Start of Exercise text
Even on the day of the match, Ali continued the trash talk. He shouted that ‘there will be no Pearl Harbor’, and taunted Inoki, calling him a ‘pelican’ because of his big chin (to be fair, dude does have a pretty big chin).

Inoki knew that references to WWII weren’t going to work out so well for him, so he retorted back through a translator that he’d better get some good gloves so that he didn’t hurt his fists on his chin. He also added a line that wouldn’t have made much sense unless you were Japanese:

‘Let me teach you some Japanese, pal. In our language, ‘Ali’ means ‘little insect’.’

Calling someone a ‘little insect’ is something that, say, an evil anime character would do to the person he’s about to kill.

Match time.

The two enter the ring to a sold-out crowd at the Tokyo Budokan hall. This event has been billed as the ultimate showdown of fighting, period, and the crowd is riled up.
End of Exercise text
• [What the exercise asks] Continue the account of the Ali–Inoki match above, starting right after its last sentence.
Start of Given data
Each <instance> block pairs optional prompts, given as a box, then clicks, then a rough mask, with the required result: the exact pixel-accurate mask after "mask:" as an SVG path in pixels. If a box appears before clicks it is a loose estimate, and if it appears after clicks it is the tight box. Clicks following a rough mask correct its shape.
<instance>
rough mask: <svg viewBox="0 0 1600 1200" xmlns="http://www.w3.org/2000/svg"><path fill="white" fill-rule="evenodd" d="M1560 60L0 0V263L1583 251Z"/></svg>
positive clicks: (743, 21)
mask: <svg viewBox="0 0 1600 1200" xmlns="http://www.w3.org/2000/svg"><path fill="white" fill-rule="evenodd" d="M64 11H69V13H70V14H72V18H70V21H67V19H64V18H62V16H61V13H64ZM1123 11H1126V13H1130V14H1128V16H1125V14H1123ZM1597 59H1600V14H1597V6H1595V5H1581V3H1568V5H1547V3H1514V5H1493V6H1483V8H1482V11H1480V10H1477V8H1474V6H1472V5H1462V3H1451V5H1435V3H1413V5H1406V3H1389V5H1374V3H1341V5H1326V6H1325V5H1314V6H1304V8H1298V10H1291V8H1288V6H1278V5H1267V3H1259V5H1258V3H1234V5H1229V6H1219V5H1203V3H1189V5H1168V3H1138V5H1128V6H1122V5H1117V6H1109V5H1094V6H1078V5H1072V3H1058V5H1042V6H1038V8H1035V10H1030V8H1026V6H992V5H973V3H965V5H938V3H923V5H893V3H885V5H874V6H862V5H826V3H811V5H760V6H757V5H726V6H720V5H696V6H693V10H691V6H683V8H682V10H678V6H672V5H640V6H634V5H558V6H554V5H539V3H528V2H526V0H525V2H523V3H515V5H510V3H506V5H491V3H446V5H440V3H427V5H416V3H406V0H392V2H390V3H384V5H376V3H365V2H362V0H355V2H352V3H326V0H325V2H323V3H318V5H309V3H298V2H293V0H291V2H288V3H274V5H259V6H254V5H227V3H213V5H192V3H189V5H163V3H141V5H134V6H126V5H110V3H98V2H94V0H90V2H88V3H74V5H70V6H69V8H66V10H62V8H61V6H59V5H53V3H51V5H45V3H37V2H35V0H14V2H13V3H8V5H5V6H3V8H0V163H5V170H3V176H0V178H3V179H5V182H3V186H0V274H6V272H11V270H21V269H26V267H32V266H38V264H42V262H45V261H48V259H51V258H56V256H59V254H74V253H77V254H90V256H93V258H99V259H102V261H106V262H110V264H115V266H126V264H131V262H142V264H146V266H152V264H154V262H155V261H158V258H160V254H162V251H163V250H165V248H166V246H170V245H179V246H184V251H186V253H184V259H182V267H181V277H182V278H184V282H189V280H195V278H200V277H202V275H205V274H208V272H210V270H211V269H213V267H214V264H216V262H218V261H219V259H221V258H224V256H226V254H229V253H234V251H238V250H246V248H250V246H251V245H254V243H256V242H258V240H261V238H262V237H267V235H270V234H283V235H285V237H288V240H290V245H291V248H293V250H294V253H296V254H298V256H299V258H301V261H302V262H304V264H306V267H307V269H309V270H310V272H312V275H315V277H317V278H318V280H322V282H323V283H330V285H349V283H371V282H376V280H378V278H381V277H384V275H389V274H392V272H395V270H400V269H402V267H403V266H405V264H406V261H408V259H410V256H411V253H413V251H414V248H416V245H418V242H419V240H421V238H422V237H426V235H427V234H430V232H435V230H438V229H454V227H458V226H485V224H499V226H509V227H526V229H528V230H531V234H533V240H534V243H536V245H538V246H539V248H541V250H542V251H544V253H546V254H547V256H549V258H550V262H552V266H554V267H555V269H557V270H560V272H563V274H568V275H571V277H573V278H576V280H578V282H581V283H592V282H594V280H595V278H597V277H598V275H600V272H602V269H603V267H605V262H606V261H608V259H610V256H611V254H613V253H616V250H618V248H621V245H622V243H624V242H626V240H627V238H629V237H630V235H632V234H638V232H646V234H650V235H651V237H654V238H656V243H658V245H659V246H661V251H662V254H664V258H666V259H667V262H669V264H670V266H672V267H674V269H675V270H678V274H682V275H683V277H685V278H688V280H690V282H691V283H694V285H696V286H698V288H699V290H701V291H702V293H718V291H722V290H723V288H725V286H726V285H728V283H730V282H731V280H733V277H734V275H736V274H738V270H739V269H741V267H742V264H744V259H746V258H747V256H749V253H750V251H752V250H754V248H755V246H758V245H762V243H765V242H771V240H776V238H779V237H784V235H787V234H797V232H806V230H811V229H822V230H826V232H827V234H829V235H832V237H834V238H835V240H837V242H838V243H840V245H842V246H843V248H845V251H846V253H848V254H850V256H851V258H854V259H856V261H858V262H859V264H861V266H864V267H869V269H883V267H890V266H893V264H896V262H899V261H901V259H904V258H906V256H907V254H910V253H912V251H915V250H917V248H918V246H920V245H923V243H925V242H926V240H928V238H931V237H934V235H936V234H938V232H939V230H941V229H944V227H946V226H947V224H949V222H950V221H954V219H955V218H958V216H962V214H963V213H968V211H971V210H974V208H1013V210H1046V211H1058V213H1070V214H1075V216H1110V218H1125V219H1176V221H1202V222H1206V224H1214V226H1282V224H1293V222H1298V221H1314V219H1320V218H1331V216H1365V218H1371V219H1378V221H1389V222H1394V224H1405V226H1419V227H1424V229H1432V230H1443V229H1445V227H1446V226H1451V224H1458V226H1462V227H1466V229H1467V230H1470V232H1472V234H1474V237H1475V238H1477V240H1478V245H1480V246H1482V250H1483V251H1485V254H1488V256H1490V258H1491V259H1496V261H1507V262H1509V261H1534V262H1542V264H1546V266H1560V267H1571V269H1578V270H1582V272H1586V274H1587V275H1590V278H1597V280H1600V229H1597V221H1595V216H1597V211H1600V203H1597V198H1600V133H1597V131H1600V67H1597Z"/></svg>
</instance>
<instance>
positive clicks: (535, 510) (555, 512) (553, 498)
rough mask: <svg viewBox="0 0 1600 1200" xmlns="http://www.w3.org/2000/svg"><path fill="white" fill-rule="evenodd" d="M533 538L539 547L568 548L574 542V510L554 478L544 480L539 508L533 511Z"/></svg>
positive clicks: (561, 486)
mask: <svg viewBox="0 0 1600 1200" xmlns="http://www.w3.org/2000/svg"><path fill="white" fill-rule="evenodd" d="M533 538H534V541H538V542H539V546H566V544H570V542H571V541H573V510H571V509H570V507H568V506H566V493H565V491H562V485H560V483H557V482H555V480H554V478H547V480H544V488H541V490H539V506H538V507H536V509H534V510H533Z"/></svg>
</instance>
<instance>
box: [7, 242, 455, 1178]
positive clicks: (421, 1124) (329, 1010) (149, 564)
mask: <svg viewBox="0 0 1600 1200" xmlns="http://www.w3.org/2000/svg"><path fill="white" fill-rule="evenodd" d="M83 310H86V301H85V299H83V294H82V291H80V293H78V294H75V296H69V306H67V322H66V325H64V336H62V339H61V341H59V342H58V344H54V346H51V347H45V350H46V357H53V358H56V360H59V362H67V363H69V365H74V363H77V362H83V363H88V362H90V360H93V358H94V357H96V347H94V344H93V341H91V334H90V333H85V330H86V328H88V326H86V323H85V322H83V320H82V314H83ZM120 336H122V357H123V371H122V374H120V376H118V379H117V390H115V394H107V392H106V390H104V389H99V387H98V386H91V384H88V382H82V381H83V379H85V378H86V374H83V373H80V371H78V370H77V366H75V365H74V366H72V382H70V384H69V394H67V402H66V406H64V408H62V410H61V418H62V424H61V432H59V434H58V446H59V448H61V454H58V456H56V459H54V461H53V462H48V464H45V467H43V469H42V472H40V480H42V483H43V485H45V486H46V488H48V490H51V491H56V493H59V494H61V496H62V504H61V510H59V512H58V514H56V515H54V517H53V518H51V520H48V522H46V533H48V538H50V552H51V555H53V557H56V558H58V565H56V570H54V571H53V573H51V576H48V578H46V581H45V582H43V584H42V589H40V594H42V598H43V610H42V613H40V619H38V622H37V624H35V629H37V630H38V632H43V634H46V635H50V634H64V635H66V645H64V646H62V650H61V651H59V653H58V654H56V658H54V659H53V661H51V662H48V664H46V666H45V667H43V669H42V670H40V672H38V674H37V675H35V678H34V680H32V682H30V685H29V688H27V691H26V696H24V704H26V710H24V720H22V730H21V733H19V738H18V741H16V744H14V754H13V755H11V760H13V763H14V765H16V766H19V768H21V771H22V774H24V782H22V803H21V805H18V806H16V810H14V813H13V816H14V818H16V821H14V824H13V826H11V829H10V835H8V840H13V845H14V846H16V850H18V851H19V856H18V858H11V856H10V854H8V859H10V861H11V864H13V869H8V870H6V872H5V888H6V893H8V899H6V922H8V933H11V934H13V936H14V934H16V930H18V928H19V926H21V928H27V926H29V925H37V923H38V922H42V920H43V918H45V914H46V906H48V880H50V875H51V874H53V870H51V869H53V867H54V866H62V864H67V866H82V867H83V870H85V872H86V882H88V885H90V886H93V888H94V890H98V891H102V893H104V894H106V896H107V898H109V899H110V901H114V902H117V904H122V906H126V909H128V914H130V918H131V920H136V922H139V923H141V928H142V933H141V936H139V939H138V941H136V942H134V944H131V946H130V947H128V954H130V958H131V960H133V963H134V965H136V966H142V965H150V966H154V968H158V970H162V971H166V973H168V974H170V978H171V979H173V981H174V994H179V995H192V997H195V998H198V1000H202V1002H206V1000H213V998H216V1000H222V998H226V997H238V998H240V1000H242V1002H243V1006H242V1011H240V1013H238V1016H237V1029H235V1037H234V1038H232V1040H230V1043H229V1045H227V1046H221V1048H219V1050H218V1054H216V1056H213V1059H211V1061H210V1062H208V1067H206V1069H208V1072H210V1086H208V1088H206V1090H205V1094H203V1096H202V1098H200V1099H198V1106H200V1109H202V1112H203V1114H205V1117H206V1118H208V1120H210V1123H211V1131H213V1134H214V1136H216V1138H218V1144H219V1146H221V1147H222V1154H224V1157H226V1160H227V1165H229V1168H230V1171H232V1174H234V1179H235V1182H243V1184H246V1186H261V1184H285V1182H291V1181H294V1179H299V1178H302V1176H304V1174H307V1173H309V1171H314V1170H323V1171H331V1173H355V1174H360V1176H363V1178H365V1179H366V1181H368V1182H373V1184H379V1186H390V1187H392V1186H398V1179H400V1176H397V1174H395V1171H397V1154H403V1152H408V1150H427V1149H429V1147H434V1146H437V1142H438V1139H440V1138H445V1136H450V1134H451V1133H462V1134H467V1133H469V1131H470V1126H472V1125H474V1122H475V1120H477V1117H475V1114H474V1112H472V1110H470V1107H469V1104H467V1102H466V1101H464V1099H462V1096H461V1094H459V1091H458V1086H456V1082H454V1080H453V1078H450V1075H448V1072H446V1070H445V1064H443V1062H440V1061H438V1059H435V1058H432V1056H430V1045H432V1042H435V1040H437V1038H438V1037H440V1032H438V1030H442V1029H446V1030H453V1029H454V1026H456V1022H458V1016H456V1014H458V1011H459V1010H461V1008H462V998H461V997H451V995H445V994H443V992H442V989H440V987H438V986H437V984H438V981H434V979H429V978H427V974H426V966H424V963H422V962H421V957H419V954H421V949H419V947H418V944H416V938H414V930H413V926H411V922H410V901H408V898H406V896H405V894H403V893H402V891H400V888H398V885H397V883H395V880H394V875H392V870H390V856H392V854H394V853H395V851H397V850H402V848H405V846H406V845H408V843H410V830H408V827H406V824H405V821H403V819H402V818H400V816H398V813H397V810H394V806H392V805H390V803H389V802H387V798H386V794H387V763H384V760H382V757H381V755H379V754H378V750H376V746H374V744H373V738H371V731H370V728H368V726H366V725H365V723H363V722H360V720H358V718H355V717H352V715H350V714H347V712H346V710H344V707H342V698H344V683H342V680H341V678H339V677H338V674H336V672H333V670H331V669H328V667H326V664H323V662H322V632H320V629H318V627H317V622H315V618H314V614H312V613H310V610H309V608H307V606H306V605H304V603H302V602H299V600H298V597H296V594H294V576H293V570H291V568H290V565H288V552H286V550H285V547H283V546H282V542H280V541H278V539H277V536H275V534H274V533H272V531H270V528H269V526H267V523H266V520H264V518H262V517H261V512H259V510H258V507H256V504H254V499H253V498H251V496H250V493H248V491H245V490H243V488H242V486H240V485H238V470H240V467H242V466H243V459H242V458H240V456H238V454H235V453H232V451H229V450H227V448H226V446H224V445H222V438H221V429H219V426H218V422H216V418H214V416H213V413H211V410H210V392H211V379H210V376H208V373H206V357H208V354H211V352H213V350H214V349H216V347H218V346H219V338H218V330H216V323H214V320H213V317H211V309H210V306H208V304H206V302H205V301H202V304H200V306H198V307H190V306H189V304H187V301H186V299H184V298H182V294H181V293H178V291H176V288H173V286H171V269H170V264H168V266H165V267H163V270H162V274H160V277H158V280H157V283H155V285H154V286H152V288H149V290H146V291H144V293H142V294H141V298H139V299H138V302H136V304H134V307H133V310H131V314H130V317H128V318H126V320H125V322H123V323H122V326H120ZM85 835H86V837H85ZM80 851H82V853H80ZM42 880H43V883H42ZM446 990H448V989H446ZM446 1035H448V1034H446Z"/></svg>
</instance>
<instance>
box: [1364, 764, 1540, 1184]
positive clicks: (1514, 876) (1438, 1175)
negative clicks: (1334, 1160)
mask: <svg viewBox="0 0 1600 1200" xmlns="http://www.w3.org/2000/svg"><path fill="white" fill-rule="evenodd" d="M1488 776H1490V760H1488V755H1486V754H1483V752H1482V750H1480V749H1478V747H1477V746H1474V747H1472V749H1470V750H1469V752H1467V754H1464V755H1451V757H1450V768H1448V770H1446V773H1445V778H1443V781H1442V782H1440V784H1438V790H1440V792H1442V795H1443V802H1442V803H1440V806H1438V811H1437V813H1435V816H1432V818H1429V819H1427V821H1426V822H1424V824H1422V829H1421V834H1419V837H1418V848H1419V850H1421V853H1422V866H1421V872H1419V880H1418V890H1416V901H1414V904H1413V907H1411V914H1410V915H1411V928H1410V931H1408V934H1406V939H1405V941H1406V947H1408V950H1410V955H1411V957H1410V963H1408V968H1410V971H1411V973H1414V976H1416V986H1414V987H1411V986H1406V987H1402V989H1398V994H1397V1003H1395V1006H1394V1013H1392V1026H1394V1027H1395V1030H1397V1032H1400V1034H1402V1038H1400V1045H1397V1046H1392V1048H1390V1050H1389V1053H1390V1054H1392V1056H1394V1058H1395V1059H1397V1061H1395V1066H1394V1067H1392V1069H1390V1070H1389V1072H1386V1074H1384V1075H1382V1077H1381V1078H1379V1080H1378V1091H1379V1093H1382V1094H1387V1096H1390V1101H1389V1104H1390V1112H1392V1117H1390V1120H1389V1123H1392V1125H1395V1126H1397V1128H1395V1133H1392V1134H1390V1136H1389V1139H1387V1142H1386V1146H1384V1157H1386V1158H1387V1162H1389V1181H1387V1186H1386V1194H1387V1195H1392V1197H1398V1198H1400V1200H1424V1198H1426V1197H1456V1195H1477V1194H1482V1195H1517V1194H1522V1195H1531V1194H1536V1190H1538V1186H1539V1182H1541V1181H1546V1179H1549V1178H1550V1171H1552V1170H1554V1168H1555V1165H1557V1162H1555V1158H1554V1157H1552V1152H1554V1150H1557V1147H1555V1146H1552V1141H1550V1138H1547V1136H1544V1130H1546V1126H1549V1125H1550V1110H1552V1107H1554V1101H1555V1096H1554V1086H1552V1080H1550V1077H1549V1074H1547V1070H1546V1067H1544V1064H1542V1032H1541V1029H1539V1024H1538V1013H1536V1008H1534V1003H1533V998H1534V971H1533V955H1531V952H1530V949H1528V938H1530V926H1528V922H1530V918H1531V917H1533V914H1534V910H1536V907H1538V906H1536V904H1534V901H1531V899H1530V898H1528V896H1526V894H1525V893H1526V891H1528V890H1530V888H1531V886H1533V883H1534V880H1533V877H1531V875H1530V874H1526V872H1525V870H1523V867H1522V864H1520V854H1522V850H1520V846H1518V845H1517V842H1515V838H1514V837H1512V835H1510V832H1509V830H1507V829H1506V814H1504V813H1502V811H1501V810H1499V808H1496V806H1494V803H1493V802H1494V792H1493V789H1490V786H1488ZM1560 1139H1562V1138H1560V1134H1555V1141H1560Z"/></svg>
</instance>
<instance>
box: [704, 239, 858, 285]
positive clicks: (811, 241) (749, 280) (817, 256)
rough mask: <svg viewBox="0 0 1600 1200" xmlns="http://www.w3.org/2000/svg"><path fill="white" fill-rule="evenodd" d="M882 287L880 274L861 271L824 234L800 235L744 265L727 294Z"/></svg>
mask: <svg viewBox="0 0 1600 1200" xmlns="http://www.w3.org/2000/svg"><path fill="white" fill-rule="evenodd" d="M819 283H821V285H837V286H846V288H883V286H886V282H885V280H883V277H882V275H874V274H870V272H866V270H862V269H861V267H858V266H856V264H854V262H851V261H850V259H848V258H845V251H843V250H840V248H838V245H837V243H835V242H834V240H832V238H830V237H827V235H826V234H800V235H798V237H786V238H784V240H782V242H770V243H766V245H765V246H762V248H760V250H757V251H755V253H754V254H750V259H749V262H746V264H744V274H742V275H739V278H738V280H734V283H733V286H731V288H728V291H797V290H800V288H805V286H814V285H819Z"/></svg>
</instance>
End of Given data
• [Output below]
The gong sounds, and both fighters come out. Ali comes out, skipping and dipping, but Inoki won’t engage him. Instead, he stays crouched down, as if he’s already cowering from a blow. Suddenly, he goes in for a slide tackle, kicking Ali in the leg. Then, for the rest of the round, he crab-walks across the mat, never standing up tall enough for Ali to get a punch in. Sometimes, he just lies down on his back, daring Ali to step close enough to catch another kick. Ali seems a little confused and upset, and shouts at Inoki to ‘stand up and fight like a man’.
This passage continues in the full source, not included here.